# [Texto de referência]
++++++

Esse rio não é minha rua, é minha casa

 

por  Keké Bandeira

 

Sou nortista, da Amazônia, parida nas beiras do rio Tapajós, em Santarém, oeste do Pará. Depois de gente de beira de rio sou mulher negra, com deficiência, cinemista de beira com a produtora de audiovisual Formiga de Fogo, documentarista da Amazônia. De estudo, sou mestre em sociologia pela UFPA, funcionária pública na Universidade Federal do Oeste do Pará. A poesia se manifestou muito cedo, em todas minhas memórias há um texto, uma palavra. Quando criança ainda sabia decorado vários livros de poesia graças a cia de artes Onphalos, grupo de teatro que entrei quando criança e que mudara pra sempre minha vida. Drummond era sempre o preferido, meu pai que desde sempre foi meu grande incentivador pedia pra eu recitar. Aos 20 anos escrevi meu primeiro livro, nunca publicado, chamado “água, sal e açúcar”. Sempre que ia a uma livraria papai me puxava pelo braço com cara de sapeca e dizia: “olha só, teu livro vai tá aqui um dia!” Chamava um funcionário e perguntava tem o “água, sal e açúcar?” de Keiliane Bandeira, o funcionário sempre procurava tudinho e obviamente não achava. Papai dizia, poxa vocês têm que providenciar, muito bom esse livro. Eu sempre segurando o riso, pedindo desculpa ao rapaz. 

 

Eu não caibo num pronome pessoal do caso reto

Um dia eu viro verbo de uma semântica vulgar

Não sou oblíquo

Não me espedaço pra caber em lugar qualquer

Estou num espaço que não há corpo

Não há rastro

Eu sou agramatical

Bem remoto sintaticamente

Longe da breguice tradicional

Que faz distinção entre mau e mal

(Keké, Água, Sal e Açúcar – livro nunca publicado)

++++++

# [Dados de origem]
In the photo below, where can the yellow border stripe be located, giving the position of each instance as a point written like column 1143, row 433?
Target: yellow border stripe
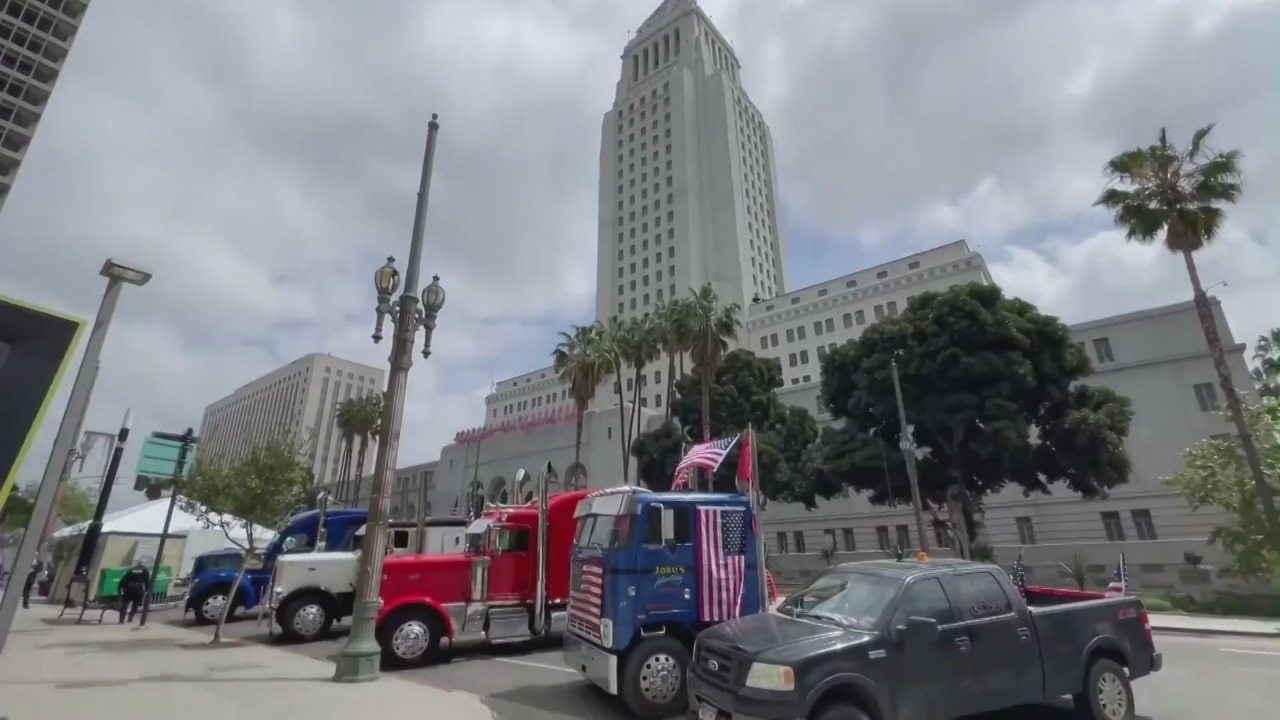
column 49, row 396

++++++

# [Complete o seguinte]
A) Reescreva em forma de lista, de modo mais conciso, o parágrafo do relato de Keké Bandeira que se inicia com "Sou nortista, da Amazônia", preservando os fatos principais.
B) Segundo o relato de Keké Bandeira, em que instituição a autora obteve o mestrado em sociologia?
C) Copie fielmente o trecho do relato de Keké Bandeira que vai de "Eu sou agramatical" até "livro nunca publicado)".

# [Respostas do exercício]
A)
- Nasceu às margens do rio Tapajós, em Santarém, no oeste do Pará.
- É mulher negra, com deficiência, e documentarista da Amazônia com a produtora de audiovisual Formiga de Fogo.
- É mestre em sociologia pela UFPA e funcionária pública na Universidade Federal do Oeste do Pará.
- A poesia manifestou-se muito cedo em sua vida.
- Ainda criança, sabia de cor vários livros de poesia graças à cia de artes Onphalos, grupo de teatro que mudou sua vida para sempre.
- Drummond era seu preferido, e o pai, seu grande incentivador, pedia que ela recitasse.
- Aos 20 anos, escreveu o primeiro livro, "água, sal e açúcar", nunca publicado.
- Nas livrarias, o pai pedia aos funcionários o livro de Keiliane Bandeira, que obviamente nunca era encontrado.

B) Na UFPA.

C)
Eu sou agramatical

Bem remoto sintaticamente

Longe da breguice tradicional

Que faz distinção entre mau e mal

(Keké, Água, Sal e Açúcar – livro nunca publicado)